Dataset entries
Segment Open

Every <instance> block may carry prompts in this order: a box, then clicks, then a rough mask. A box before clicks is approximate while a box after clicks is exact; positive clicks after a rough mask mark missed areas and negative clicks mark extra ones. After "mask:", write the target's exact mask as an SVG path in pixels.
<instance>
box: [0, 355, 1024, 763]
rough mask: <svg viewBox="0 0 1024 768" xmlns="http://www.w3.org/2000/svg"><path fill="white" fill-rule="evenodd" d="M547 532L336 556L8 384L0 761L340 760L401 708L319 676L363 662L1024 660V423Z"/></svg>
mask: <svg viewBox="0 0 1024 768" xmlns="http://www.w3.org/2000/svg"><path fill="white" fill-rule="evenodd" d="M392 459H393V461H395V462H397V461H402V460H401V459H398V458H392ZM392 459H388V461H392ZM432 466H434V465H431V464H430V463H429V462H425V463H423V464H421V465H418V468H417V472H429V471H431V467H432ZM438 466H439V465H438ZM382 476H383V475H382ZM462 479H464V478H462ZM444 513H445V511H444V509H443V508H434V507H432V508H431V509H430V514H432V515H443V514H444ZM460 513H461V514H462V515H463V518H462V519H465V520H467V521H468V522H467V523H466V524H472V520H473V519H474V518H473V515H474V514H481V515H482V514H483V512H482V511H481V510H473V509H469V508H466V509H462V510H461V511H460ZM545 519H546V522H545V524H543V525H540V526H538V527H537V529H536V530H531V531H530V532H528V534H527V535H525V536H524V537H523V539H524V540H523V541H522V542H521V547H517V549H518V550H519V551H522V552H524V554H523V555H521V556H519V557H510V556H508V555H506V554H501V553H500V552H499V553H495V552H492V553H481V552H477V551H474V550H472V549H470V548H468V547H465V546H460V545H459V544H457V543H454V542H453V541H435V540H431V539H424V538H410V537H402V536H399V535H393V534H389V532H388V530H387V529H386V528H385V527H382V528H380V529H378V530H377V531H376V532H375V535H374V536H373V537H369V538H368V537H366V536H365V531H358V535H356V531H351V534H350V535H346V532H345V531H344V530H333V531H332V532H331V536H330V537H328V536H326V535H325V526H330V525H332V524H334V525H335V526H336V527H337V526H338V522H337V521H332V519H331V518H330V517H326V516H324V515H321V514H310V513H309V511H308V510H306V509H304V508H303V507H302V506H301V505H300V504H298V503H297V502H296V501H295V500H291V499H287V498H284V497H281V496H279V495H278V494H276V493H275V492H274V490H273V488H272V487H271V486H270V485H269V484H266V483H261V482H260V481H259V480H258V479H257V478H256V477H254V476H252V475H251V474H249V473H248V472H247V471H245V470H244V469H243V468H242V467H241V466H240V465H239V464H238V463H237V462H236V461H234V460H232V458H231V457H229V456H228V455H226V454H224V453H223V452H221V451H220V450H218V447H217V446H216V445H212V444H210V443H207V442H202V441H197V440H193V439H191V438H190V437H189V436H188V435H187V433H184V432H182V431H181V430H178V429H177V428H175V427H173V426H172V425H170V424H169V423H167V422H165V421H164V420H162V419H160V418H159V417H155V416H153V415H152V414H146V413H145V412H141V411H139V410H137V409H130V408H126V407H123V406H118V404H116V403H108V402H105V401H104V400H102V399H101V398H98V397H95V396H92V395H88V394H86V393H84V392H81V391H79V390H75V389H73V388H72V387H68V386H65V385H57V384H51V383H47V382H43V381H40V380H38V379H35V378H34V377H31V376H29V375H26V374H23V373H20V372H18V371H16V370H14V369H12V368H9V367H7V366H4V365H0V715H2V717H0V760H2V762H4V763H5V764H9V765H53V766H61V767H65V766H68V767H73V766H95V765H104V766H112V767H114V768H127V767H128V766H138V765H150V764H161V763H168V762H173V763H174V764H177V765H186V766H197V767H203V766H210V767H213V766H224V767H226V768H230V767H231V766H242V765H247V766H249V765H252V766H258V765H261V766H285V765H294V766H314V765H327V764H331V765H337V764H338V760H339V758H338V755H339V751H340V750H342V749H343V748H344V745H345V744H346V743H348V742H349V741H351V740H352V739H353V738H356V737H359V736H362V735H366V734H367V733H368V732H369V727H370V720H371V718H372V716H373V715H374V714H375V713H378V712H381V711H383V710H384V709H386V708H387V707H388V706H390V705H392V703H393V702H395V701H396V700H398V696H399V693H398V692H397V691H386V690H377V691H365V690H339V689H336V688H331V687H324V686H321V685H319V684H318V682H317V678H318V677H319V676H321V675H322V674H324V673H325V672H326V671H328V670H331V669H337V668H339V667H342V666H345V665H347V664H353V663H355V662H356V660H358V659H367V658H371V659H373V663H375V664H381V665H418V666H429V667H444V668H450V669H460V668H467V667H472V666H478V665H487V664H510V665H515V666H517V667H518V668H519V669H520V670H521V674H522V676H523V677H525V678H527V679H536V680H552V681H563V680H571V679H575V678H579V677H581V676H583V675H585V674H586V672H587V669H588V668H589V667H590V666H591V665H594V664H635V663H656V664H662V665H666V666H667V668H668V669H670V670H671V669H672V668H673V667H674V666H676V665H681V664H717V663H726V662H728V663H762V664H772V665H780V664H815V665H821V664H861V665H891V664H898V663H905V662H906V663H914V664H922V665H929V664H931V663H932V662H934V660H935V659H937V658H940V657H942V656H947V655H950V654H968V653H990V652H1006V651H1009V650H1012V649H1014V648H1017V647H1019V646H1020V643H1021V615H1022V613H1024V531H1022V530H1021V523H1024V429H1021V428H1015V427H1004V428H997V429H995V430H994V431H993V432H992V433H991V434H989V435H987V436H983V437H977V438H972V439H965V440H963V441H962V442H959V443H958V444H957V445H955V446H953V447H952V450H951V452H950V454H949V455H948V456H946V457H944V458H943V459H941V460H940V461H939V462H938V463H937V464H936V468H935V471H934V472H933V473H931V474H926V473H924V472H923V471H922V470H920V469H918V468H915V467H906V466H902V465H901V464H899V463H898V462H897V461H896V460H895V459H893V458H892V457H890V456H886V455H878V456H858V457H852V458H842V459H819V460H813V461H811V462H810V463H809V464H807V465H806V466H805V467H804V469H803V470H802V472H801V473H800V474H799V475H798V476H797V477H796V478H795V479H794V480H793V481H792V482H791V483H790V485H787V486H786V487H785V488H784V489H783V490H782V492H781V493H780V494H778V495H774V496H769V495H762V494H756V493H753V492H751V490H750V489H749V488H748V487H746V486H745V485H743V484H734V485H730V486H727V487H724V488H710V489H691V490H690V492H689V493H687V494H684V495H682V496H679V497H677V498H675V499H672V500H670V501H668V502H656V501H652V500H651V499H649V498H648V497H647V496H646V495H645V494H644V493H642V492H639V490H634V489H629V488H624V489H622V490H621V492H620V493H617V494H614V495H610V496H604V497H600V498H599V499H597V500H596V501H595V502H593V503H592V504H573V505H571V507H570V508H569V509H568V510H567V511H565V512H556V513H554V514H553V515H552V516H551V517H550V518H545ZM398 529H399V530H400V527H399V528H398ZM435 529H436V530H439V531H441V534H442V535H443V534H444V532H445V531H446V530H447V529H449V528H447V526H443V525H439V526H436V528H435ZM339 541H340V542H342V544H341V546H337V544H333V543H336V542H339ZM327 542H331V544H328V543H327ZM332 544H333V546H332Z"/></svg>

Segment Closed

(EXERCISE PROMPT): Repeat every line of the dataset entries above without changing anything.

(EXERCISE RESULT):
Every <instance> block may carry prompts in this order: a box, then clicks, then a rough mask. A box before clicks is approximate while a box after clicks is exact; positive clicks after a rough mask mark missed areas and negative clicks mark extra ones. After "mask:", write the target's exact mask as an SVG path in pixels.
<instance>
box: [0, 355, 1024, 763]
rough mask: <svg viewBox="0 0 1024 768" xmlns="http://www.w3.org/2000/svg"><path fill="white" fill-rule="evenodd" d="M547 532L336 556L8 384L0 761L340 760L401 708L319 676L363 662L1024 660V423Z"/></svg>
mask: <svg viewBox="0 0 1024 768" xmlns="http://www.w3.org/2000/svg"><path fill="white" fill-rule="evenodd" d="M392 459H393V461H395V462H397V461H402V460H401V459H398V458H392ZM392 459H388V461H392ZM432 466H434V465H431V464H430V463H429V462H425V463H423V464H421V465H418V468H417V472H429V471H431V467H432ZM438 466H439V465H438ZM382 476H383V475H382ZM462 479H464V478H462ZM444 513H445V511H444V509H443V508H434V507H432V508H431V509H430V514H432V515H443V514H444ZM460 513H461V514H462V515H463V518H462V519H465V520H467V521H468V522H467V523H466V524H472V520H473V519H474V518H473V515H474V514H481V515H482V514H483V512H482V511H481V510H473V509H469V508H466V509H462V510H461V511H460ZM545 519H546V522H545V524H543V525H540V526H538V527H537V529H536V530H531V531H530V532H528V534H527V535H525V536H524V537H523V539H524V540H523V541H522V542H521V547H517V549H518V550H519V551H522V552H524V554H523V555H521V556H519V557H510V556H508V555H506V554H501V553H500V552H499V553H495V552H492V553H481V552H477V551H474V550H472V549H470V548H468V547H465V546H460V545H459V544H457V543H454V542H453V541H435V540H431V539H424V538H410V537H402V536H399V535H393V534H389V532H388V530H387V529H386V528H385V527H382V528H380V529H378V530H377V531H376V532H375V535H374V536H373V537H369V538H368V537H366V536H365V531H358V535H356V531H351V534H350V535H346V532H345V531H344V530H333V531H332V532H331V536H330V537H328V536H326V535H325V526H330V525H332V524H334V525H335V526H336V527H337V526H338V522H337V521H332V519H331V518H330V517H326V516H324V515H321V514H310V513H309V511H308V510H306V509H304V508H303V507H302V506H301V505H300V504H298V503H297V502H296V501H295V500H291V499H287V498H284V497H281V496H279V495H278V494H276V493H275V492H274V490H273V488H272V487H271V486H270V485H269V484H266V483H261V482H260V481H259V480H258V479H257V478H256V477H254V476H252V475H251V474H249V473H248V472H247V471H245V470H244V469H243V468H242V467H241V466H240V465H239V464H238V463H237V462H236V461H234V460H232V458H231V457H229V456H228V455H226V454H224V453H223V452H221V451H220V450H218V447H217V446H216V445H212V444H210V443H207V442H202V441H197V440H193V439H191V438H190V437H189V436H188V435H187V433H184V432H182V431H181V430H178V429H177V428H175V427H173V426H172V425H170V424H169V423H167V422H165V421H164V420H162V419H160V418H159V417H155V416H153V415H152V414H146V413H145V412H141V411H139V410H137V409H130V408H126V407H123V406H118V404H116V403H108V402H105V401H104V400H102V399H101V398H98V397H95V396H92V395H88V394H86V393H84V392H81V391H79V390H75V389H73V388H72V387H68V386H65V385H57V384H51V383H47V382H43V381H40V380H38V379H35V378H34V377H31V376H29V375H26V374H23V373H20V372H18V371H16V370H14V369H12V368H9V367H7V366H4V365H0V715H2V717H0V760H2V762H4V763H5V764H9V765H53V766H61V767H65V766H68V767H73V766H95V765H104V766H112V767H114V768H127V767H128V766H138V765H150V764H161V763H168V762H173V763H174V764H177V765H186V766H197V767H203V766H210V767H213V766H224V767H226V768H230V767H231V766H242V765H247V766H249V765H252V766H258V765H261V766H285V765H294V766H314V765H327V764H331V765H337V764H338V760H339V758H338V755H339V751H340V750H342V749H343V748H344V745H345V744H346V743H348V742H349V741H351V740H352V739H353V738H356V737H359V736H362V735H366V734H367V733H368V732H369V727H370V720H371V718H372V716H373V715H374V714H375V713H378V712H381V711H383V710H384V709H386V708H387V707H388V706H390V705H392V703H393V702H395V701H396V700H398V696H399V693H398V692H397V691H386V690H377V691H365V690H339V689H336V688H331V687H324V686H321V685H319V684H318V682H317V678H318V677H319V676H321V675H322V674H324V673H325V672H326V671H328V670H331V669H337V668H339V667H342V666H345V665H347V664H353V663H355V662H356V660H358V659H367V658H371V659H373V663H375V664H381V665H418V666H429V667H444V668H450V669H460V668H467V667H472V666H478V665H487V664H510V665H515V666H517V667H518V668H519V669H520V670H521V674H522V676H523V677H525V678H527V679H536V680H552V681H563V680H571V679H575V678H579V677H581V676H583V675H585V674H586V672H587V669H588V668H589V667H590V666H591V665H594V664H635V663H656V664H662V665H666V666H667V668H668V669H670V670H671V669H672V668H673V667H674V666H676V665H681V664H717V663H726V662H728V663H762V664H772V665H780V664H815V665H821V664H861V665H891V664H898V663H905V662H906V663H914V664H922V665H929V664H931V663H932V662H934V660H935V659H937V658H940V657H942V656H947V655H950V654H968V653H990V652H1006V651H1009V650H1012V649H1014V648H1017V647H1019V646H1020V643H1021V615H1022V613H1024V531H1022V530H1021V523H1024V429H1021V428H1015V427H1004V428H997V429H995V430H994V431H993V432H992V433H991V434H989V435H987V436H983V437H977V438H972V439H965V440H963V441H962V442H959V443H958V444H957V445H955V446H953V447H952V450H951V452H950V454H949V455H948V456H946V457H944V458H943V459H941V460H940V461H939V462H938V463H937V464H936V468H935V471H934V472H933V473H931V474H926V473H924V472H923V471H922V470H920V469H918V468H915V467H906V466H902V465H901V464H899V463H898V462H897V461H896V460H895V459H893V458H892V457H890V456H886V455H878V456H858V457H852V458H842V459H819V460H813V461H811V462H810V463H809V464H807V465H806V466H805V467H804V469H803V470H802V472H801V473H800V474H799V475H798V476H797V477H796V478H795V479H794V480H793V481H792V482H791V483H790V485H787V486H786V487H785V488H784V489H783V490H782V492H781V493H780V494H778V495H774V496H769V495H762V494H756V493H753V492H751V490H750V489H749V488H748V487H746V486H745V485H743V484H734V485H730V486H727V487H724V488H710V489H691V490H690V492H689V493H687V494H684V495H682V496H679V497H677V498H675V499H672V500H670V501H668V502H656V501H652V500H651V499H649V498H648V497H647V496H646V495H645V494H644V493H642V492H639V490H634V489H629V488H624V489H622V490H621V492H620V493H617V494H614V495H610V496H604V497H600V498H599V499H597V500H596V501H595V502H593V503H592V504H573V505H571V507H570V508H569V509H568V510H567V511H565V512H556V513H554V514H553V515H552V516H551V517H550V518H545ZM398 529H399V530H400V527H399V528H398ZM435 529H436V530H439V531H441V534H442V535H443V534H444V532H445V531H446V530H447V529H449V528H447V526H443V525H439V526H436V528H435ZM339 541H340V542H342V544H341V546H337V544H333V543H336V542H339ZM327 542H331V544H328V543H327ZM332 544H333V546H332Z"/></svg>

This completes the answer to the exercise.